Return every line of the records below verbatim, with nothing changed.

[Excerpts from a location annotation dataset]
####
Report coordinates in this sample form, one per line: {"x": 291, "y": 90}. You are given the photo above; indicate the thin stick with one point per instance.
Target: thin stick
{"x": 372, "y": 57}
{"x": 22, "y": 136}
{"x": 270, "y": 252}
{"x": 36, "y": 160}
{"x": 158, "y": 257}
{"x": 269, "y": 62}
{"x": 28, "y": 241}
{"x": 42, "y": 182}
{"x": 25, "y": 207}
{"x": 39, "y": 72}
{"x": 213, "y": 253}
####
Result of the exercise:
Report coordinates in this sample form, one per line: {"x": 291, "y": 90}. You are given the photo above; indicate the thin stick with one point per instance.
Target: thin stick
{"x": 372, "y": 57}
{"x": 22, "y": 136}
{"x": 270, "y": 252}
{"x": 36, "y": 160}
{"x": 158, "y": 257}
{"x": 269, "y": 62}
{"x": 28, "y": 241}
{"x": 42, "y": 182}
{"x": 25, "y": 207}
{"x": 39, "y": 72}
{"x": 213, "y": 253}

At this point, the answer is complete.